* [Dataset entries]
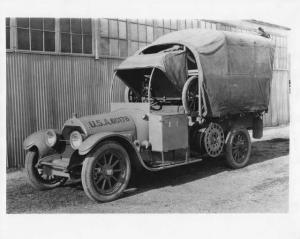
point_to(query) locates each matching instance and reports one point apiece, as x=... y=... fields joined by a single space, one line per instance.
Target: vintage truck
x=190 y=95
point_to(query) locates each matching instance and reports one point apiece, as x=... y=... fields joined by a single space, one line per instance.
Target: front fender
x=89 y=143
x=37 y=139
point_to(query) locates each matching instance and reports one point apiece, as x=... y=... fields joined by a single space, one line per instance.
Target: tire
x=185 y=95
x=238 y=148
x=35 y=177
x=106 y=172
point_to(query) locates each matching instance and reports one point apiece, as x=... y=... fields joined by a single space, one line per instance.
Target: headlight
x=51 y=138
x=75 y=139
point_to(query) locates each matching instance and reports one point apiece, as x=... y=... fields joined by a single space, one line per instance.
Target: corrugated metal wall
x=44 y=90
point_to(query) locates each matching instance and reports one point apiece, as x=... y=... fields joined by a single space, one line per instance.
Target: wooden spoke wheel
x=214 y=140
x=37 y=175
x=238 y=148
x=106 y=172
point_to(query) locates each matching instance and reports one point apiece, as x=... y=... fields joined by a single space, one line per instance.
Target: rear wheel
x=238 y=148
x=37 y=176
x=106 y=172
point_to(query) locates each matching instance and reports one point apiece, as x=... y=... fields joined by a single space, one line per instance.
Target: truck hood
x=117 y=121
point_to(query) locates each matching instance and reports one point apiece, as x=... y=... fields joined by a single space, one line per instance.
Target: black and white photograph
x=149 y=115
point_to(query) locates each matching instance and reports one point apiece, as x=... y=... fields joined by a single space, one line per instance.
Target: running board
x=172 y=164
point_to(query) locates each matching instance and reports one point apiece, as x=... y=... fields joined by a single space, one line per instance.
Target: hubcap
x=109 y=172
x=240 y=147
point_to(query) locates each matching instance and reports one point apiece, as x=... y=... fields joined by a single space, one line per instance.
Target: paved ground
x=208 y=186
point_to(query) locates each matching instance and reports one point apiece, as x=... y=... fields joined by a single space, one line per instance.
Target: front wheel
x=37 y=176
x=106 y=172
x=238 y=148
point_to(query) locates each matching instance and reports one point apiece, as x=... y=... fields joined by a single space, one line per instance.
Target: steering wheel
x=155 y=104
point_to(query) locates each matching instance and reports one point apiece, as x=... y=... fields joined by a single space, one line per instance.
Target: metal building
x=58 y=66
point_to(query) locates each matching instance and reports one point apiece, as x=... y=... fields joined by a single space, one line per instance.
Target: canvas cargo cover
x=237 y=68
x=172 y=64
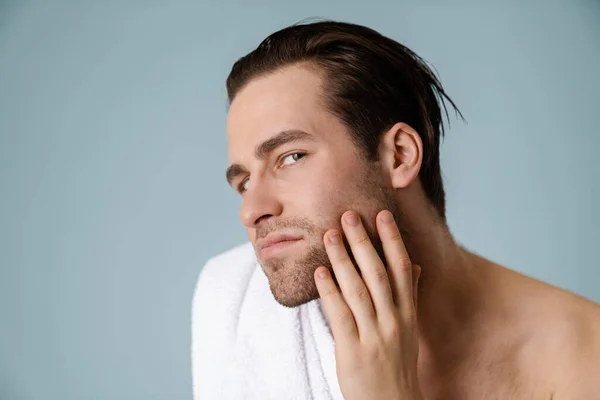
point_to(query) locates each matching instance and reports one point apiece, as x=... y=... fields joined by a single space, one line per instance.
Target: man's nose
x=259 y=203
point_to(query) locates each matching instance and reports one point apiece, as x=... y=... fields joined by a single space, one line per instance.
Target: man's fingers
x=399 y=264
x=372 y=267
x=341 y=319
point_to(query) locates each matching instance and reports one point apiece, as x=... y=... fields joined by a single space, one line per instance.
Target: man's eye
x=298 y=156
x=242 y=187
x=295 y=157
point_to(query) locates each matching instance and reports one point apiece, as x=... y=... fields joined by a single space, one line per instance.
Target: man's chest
x=489 y=382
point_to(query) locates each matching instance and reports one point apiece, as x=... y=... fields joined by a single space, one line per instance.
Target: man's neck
x=450 y=296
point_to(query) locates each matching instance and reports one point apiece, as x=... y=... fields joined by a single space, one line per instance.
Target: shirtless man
x=346 y=122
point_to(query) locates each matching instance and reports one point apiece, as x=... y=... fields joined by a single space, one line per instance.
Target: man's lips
x=274 y=243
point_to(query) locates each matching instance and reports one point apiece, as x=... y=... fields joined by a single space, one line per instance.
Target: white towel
x=245 y=345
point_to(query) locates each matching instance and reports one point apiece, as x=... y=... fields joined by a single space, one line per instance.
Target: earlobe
x=403 y=150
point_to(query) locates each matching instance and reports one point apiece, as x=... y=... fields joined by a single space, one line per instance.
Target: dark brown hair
x=372 y=82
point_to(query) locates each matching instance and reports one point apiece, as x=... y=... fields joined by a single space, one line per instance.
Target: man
x=332 y=120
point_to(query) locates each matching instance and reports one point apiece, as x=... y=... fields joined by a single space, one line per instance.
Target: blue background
x=113 y=151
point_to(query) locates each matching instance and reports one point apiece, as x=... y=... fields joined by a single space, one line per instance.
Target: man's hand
x=374 y=322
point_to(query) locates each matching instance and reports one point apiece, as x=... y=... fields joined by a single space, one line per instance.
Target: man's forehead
x=272 y=104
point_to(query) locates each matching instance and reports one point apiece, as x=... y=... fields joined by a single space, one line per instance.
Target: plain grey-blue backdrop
x=113 y=151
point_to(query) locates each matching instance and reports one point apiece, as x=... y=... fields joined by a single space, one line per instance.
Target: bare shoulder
x=576 y=346
x=561 y=345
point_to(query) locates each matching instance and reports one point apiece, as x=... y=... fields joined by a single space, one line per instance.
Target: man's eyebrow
x=263 y=149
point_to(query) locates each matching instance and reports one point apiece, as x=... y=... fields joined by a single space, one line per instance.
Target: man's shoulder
x=563 y=344
x=576 y=349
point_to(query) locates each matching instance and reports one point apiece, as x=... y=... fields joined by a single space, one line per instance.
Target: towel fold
x=245 y=345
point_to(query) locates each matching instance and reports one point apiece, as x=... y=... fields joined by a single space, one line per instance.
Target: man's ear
x=401 y=152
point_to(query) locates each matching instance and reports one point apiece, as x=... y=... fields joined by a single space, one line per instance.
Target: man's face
x=301 y=187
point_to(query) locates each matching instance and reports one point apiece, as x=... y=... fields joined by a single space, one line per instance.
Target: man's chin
x=292 y=285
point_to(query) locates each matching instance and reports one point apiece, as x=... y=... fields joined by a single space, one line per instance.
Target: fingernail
x=334 y=238
x=322 y=273
x=352 y=219
x=387 y=216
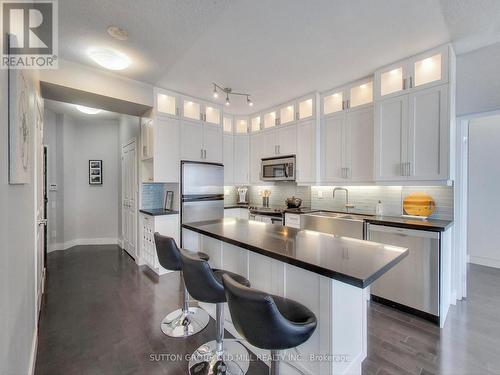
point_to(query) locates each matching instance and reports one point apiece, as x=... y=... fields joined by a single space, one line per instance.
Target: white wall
x=484 y=180
x=18 y=318
x=478 y=81
x=129 y=128
x=80 y=213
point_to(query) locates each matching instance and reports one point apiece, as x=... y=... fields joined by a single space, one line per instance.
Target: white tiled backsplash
x=364 y=198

* [Work required] Count the lines in the material above that contain the string "shoulder", and give only the number.

* [The output] 2